▶ **Exercise directions**
Can you repeat the material word for word, from the line holding "Target: palm frond" through the last line of the material, both ends included?

▶ **Information provided**
★ ★ ★ ★ ★

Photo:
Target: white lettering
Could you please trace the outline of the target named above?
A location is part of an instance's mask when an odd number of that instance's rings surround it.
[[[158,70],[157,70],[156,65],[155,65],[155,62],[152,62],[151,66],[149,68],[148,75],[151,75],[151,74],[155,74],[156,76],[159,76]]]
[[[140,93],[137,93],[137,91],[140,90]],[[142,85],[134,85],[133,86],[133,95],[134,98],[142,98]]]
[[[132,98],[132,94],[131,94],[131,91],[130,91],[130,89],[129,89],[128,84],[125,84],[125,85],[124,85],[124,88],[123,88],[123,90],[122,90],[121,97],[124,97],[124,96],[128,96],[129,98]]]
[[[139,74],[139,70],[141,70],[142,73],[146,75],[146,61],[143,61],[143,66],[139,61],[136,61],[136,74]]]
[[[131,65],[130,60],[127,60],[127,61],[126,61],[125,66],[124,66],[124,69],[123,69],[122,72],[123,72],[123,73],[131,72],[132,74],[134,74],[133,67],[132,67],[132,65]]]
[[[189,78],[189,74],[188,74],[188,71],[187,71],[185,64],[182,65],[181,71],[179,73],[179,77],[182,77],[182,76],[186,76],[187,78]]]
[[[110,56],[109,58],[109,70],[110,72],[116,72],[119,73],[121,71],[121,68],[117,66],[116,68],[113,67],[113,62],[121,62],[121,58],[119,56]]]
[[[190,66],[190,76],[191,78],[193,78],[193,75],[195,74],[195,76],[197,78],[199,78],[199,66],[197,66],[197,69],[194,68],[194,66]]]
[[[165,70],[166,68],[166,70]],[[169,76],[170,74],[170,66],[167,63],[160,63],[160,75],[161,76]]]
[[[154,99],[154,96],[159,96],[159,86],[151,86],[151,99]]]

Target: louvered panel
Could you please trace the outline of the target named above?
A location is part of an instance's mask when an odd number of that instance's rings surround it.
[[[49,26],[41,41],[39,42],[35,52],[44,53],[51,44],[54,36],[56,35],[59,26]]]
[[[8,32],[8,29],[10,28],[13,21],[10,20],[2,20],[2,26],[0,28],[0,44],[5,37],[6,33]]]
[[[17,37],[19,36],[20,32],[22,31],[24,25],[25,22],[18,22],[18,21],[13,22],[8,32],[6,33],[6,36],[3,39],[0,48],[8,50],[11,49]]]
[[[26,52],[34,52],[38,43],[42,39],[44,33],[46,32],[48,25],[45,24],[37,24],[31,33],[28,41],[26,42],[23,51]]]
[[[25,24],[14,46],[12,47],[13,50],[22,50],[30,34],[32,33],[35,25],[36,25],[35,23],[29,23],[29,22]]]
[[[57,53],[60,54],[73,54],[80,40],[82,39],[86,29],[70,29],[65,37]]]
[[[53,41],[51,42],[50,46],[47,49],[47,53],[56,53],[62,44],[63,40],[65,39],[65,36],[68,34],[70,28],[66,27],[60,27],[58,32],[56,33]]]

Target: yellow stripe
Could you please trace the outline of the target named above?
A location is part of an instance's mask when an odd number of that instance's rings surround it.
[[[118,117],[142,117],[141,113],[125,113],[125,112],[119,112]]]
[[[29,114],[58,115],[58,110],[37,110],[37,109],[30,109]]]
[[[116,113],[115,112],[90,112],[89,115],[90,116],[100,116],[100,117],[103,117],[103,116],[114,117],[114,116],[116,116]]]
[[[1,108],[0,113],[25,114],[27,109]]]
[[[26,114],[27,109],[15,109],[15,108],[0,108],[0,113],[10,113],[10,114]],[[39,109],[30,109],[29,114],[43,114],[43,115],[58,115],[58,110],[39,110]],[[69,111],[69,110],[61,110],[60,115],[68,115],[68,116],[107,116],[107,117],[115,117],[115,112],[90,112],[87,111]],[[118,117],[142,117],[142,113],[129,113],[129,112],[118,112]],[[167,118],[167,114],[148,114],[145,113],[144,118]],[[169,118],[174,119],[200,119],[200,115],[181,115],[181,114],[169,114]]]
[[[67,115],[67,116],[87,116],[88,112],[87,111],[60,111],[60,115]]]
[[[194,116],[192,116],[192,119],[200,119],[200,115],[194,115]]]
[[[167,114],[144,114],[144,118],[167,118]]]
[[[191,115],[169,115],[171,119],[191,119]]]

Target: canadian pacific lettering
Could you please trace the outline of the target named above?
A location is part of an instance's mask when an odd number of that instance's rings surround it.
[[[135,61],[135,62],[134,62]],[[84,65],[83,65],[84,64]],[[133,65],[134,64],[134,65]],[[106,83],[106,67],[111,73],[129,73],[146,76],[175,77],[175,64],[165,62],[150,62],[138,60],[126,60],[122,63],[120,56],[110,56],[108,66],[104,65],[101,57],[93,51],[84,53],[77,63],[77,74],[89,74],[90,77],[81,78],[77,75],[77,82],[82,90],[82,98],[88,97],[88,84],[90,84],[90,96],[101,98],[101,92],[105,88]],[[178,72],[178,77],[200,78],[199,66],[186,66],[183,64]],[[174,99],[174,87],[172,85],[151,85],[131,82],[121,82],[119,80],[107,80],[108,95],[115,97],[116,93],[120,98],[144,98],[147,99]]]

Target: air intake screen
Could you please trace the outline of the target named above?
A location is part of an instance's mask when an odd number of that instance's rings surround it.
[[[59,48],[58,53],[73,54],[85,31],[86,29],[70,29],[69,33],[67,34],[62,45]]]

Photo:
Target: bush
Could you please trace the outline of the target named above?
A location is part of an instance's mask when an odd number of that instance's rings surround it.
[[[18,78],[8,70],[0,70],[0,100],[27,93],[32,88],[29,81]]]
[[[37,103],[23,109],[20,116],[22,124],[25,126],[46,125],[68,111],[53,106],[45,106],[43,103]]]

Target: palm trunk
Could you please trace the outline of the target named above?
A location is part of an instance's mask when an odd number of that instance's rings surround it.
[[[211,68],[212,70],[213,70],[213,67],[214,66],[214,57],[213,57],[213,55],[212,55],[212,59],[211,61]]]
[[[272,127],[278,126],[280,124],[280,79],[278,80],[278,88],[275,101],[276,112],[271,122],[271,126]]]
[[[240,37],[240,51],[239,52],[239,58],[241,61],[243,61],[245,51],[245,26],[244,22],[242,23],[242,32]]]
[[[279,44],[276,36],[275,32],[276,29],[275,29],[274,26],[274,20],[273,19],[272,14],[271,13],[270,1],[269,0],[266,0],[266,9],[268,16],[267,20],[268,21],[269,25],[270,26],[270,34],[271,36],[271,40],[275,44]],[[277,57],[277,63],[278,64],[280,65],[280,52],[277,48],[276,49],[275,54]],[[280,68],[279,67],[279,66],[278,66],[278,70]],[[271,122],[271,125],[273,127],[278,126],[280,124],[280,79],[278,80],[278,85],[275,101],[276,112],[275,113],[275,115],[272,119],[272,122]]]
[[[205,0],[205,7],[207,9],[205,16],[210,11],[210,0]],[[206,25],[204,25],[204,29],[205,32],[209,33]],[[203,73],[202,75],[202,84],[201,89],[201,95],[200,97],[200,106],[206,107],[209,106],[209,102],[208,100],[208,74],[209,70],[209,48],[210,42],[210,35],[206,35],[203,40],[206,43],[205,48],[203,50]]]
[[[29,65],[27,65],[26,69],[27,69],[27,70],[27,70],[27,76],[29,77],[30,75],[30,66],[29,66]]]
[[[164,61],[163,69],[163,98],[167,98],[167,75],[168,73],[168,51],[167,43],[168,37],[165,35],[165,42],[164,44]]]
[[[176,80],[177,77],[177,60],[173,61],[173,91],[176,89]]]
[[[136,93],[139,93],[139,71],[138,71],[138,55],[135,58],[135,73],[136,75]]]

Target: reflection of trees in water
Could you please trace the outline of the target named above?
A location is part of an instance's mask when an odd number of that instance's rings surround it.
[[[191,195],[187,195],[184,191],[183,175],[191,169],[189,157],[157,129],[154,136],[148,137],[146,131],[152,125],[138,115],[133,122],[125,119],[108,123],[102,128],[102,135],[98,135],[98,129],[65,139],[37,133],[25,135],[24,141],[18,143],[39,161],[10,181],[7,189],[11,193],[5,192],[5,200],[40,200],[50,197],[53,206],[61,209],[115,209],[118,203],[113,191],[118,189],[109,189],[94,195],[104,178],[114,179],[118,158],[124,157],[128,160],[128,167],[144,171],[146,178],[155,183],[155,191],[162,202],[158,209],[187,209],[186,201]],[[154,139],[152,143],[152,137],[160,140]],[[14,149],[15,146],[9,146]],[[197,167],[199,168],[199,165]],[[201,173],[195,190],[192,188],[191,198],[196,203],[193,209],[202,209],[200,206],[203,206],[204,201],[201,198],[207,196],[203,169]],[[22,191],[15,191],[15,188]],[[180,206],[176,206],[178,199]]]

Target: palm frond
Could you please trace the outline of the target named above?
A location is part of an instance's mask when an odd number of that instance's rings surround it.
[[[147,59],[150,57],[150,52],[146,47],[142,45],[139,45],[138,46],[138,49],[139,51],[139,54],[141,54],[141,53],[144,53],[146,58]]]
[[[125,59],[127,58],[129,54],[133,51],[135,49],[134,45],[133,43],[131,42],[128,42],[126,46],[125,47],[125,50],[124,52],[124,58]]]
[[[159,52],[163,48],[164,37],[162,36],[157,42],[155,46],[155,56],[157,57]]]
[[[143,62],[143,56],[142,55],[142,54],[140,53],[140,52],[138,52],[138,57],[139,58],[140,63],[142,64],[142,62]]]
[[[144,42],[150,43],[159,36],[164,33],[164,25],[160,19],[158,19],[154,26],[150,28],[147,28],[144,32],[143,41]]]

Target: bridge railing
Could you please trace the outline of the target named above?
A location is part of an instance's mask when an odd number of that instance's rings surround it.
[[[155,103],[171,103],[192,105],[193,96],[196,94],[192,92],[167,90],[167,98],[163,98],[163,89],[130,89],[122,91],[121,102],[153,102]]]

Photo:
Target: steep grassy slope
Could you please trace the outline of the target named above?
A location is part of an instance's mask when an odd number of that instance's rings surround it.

★ ★ ★ ★ ★

▶ **The answer**
Target: palm frond
Could you please trace the outline of the target named above?
A location is part of an instance's mask when an odd number of that instance's rings surround it.
[[[147,59],[150,57],[150,52],[146,47],[142,45],[139,45],[138,46],[138,49],[139,51],[139,54],[141,54],[141,53],[144,53],[146,58]]]
[[[125,59],[127,58],[129,54],[133,51],[135,49],[134,45],[133,43],[131,42],[128,42],[126,46],[125,47],[125,50],[124,52],[124,58]]]
[[[159,52],[163,48],[164,37],[162,36],[157,42],[155,46],[155,56],[157,57]]]
[[[143,62],[143,56],[142,55],[142,54],[140,53],[140,52],[138,52],[138,57],[139,58],[140,63],[142,64],[142,62]]]
[[[144,42],[150,43],[159,36],[164,33],[164,25],[160,19],[158,19],[154,26],[150,28],[147,28],[144,32],[143,41]]]

Target: bridge railing
Could you please trace the outline of the target named above?
A location is part of an instance's mask when an odd number of that instance's rings surround it.
[[[155,103],[171,103],[192,105],[193,96],[196,94],[192,92],[167,90],[167,98],[163,98],[163,89],[130,89],[122,91],[121,102],[153,102]]]

Photo:
Target: steep grassy slope
Could you please trace the outline of the target named above?
A location is part of an instance's mask when an odd number of that instance's rings surround it.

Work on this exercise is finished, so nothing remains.